Exercise aim:
Once you have read the entries below, give them all again without any difference.

Record extracts:
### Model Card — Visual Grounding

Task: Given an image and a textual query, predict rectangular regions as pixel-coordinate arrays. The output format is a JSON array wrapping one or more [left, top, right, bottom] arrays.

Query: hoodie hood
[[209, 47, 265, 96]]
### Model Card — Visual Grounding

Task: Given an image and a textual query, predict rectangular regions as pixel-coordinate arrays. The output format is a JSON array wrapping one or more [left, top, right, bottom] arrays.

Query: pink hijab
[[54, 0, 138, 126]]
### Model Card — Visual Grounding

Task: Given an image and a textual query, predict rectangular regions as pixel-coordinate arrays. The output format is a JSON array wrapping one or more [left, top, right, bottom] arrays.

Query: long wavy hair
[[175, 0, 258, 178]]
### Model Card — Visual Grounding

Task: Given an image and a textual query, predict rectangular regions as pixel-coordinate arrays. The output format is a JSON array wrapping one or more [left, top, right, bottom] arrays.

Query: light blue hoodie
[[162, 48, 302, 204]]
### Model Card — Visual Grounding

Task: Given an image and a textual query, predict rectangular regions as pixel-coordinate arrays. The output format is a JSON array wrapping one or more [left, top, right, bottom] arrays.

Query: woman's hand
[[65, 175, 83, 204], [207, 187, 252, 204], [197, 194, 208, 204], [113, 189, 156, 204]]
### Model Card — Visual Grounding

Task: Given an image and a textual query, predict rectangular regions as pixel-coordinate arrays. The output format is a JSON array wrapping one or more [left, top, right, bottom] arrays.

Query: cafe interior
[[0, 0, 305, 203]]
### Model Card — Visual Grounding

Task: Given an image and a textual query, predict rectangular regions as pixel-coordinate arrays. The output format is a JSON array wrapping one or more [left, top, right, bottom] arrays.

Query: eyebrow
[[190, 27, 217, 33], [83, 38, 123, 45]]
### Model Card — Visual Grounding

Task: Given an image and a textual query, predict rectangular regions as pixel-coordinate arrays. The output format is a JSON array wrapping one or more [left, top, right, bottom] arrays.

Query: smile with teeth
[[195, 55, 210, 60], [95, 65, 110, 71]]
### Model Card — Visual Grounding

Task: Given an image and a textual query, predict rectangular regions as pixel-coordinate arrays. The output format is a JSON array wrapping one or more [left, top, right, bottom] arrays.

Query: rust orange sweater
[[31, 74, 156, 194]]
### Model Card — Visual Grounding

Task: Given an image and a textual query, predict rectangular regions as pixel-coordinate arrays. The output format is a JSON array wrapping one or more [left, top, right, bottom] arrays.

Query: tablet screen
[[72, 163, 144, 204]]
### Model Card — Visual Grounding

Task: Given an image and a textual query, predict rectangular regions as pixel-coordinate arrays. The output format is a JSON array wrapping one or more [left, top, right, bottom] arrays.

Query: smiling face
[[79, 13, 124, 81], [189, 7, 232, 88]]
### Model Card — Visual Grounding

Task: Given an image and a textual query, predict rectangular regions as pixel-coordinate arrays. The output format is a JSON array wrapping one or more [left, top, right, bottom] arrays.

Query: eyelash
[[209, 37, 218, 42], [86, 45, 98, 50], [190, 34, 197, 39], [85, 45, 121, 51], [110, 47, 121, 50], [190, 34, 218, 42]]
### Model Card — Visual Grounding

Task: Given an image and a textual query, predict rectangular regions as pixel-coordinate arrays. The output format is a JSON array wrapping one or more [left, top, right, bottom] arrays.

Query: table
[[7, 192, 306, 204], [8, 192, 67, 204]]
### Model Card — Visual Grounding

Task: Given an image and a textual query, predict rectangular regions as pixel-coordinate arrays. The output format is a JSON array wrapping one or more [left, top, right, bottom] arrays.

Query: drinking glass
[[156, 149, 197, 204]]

Exercise output:
### Model Card — Visual Grounding

Task: Given an image and a textual query, predict rectangular regions as pixel-coordinate arrays. The output format is a JSON array wrapping one or more [left, top, right, bottom] arrays.

Query: hoodie hood
[[209, 47, 265, 96]]
### Model Card — Visual Grounding

Task: Given an image and a textual query, predict rectangular regions as pixel-coordinate arrays. The output format is a JSON array wrapping one or more [left, top, right, bottom] arrays.

Query: pink hijab
[[54, 0, 138, 126]]
### Model Card — Visual Grounding

Task: Given an image and a textual query, predict rectangular regions as pixel-coordinate arrays. The output format is a JSON array wrapping one or more [left, top, right, bottom] arrays.

Query: long wavy hair
[[175, 0, 258, 178]]
### Model Card — Visual Grounding

Task: Given an image and a textual query, predict rectangular regions as pixel-coordinate arrays. The output format is a JSON array wrapping one or more [left, top, right, bottom] arrays.

Query: light blue hoodie
[[162, 48, 302, 204]]
### Model Card — Visual Grounding

Task: Given an image and a textual query, predict rectangular regions as pixel-coordinate arrays. The output format is a JSON array wrapping one or more [left, top, right, bottom] arrays.

Query: woman's hand
[[65, 175, 83, 204], [207, 187, 252, 204], [197, 194, 208, 204], [113, 189, 156, 204]]
### Model Card — Visual Grounding

Task: Given an image and a textual query, predict rectangular regions as pixel-coordinate arrays. The output format is a JSON array wrapping one or more [left, top, right, bottom] arrays.

Query: cafe interior
[[0, 0, 305, 203]]
### Model Card — Visual Grounding

Task: Given an image and a textual query, predict rectangular regions as pixel-coordinate arrays. The output format is a JSON array wrapping one or more [left, top, right, bottom] arrays.

Query: eyebrow
[[190, 27, 217, 33], [83, 38, 123, 45]]
### Model Card — Visual Grounding

Task: Given an image and a textual query, predict rectangular regions as pixel-coordinate arrays. The output format is a JSON array wrapping one or more [left, top, right, bottom] arrays.

Query: smile with teeth
[[195, 55, 210, 60], [95, 65, 110, 71]]
### Model Card — Visual Grounding

Task: Given an image and a textual query, predict rectangular regions as pixel-coordinate arrays. The output format is a JSON array wrapping one or more [left, top, right, bottom] arrays.

Query: rust orange sweater
[[31, 74, 156, 194]]
### Model Card — Visual Grounding

Task: Given an image and a textual query, predict rectangular regions as pixel-coordinate arrays. The output format is a JSON array wrapping one or more [left, top, right, bottom] arrays.

Query: tablet screen
[[72, 163, 144, 204]]
### Model Card — Visual Grounding

Task: Given an image and a textual query, predict rectangular regions as pixel-coordinate arrays. The output format is a JSON array wrapping one or more [left, top, right, bottom] arrays.

Query: smiling face
[[79, 13, 124, 81], [189, 7, 232, 88]]
### Model Card — Visual Grounding

Task: Given an image and a textual query, predict rectangular regions as pixel-coordinate arrays. The output format is a JSON array wrapping one or more [left, top, right, bottom] arrays.

Query: eyelash
[[209, 37, 218, 42], [86, 45, 98, 50], [190, 34, 197, 39], [85, 45, 121, 51], [110, 47, 121, 50], [190, 34, 218, 42]]
### Model Card — Visual Grounding

Task: Given an image and a textual query, predict rectangular regions as pixel-coordinate arrays. The output format is a JSON array wrapping one or more [left, top, right, bottom] arrays.

Query: table
[[7, 192, 306, 204], [8, 192, 67, 204]]
### Model Card — Visual Grounding

Task: Given an image and a textual query, predict rectangular regions as pixel-coordinate arrays. The output format is a JSON array wrapping one or more [left, top, right, bottom] arrays.

Query: drinking glass
[[156, 149, 197, 204]]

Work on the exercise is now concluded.